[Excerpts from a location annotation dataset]
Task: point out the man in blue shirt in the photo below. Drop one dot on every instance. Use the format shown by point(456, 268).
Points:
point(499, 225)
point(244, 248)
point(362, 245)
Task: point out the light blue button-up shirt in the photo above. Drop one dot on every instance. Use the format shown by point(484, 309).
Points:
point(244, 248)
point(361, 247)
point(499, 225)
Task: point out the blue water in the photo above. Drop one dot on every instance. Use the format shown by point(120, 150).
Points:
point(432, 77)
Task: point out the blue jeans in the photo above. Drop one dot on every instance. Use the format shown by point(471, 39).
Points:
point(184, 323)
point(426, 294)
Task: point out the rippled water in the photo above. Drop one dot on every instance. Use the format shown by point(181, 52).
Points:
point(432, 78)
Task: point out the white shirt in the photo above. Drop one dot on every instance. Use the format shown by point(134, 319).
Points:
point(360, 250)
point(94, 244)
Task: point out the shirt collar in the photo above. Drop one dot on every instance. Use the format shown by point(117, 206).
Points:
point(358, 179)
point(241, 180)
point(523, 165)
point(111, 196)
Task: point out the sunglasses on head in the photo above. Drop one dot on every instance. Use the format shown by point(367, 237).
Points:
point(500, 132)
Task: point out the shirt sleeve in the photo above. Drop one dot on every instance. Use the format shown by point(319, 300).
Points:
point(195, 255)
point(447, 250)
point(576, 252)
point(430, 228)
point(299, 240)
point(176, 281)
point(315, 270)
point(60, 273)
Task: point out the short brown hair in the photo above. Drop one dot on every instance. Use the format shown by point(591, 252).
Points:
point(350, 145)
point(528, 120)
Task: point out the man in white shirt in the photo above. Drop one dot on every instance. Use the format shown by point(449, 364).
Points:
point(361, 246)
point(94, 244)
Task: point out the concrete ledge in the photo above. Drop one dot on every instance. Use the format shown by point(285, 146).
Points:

◆ TASK TO CARRY OUT
Turn every line of the items above into a numbered list, skipping any blank lines.

◆ RESPONSE BELOW
1. Task: point out the man in blue shirt in the photo below. Drop one dot on every instance. Use the format shown by point(456, 268).
2. Points:
3. point(499, 225)
4. point(244, 248)
5. point(362, 245)
6. Task: point out the light blue button-up shirt in the photo above. Drop one dot on every instance. Use the format shown by point(484, 309).
7. Points:
8. point(244, 248)
9. point(361, 247)
10. point(499, 225)
11. Task: point out the blue water in the photo above. Drop one dot on every instance. Use the format shown by point(120, 150).
12. Points:
13. point(432, 77)
14. Task: point out the blue jeans in the photo above. Drop one dot on every instance. Use the format shown by point(471, 39).
15. Points:
16. point(184, 323)
17. point(426, 294)
18. Task: point out the rippled water in the photo above. Drop one dot on every instance. Use the format shown by point(181, 52).
19. Points:
20. point(432, 78)
21. Task: point out the white shirt in the photo above. Drop one dot on every instance. Use the format shown by point(134, 319).
22. Points:
23. point(360, 250)
24. point(94, 244)
25. Task: point out the shirt collar in the photo above. Drop one dot on every instance. Use the format shown by point(117, 206).
26. Points:
27. point(358, 179)
28. point(241, 180)
29. point(523, 165)
30. point(111, 196)
31. Task: point out the sunglasses on head in the photo above. Drop one dot on every instance. Use the format shown by point(367, 237).
32. Points:
33. point(500, 132)
34. Task: point out the shirt sleeve in the photo above. Drop one dot on every instance. Use the format shown by point(319, 300).
35. Points:
36. point(195, 255)
37. point(447, 250)
38. point(576, 252)
39. point(430, 228)
40. point(299, 240)
41. point(176, 281)
42. point(315, 270)
43. point(60, 273)
44. Task: point out the short brown hair in the photo above. Drop one dot on every instance. Use the format shown by point(591, 252).
45. Points:
46. point(350, 145)
47. point(528, 120)
48. Task: point out the man in white shirt in the photo above. Drop one dot on every instance. Use the format shown by point(449, 364).
49. Points:
50. point(361, 246)
51. point(94, 244)
52. Task: point out the concrete ledge in the photo above. Drop one dot on every instance. Use the format shown by point(285, 146).
53. Points:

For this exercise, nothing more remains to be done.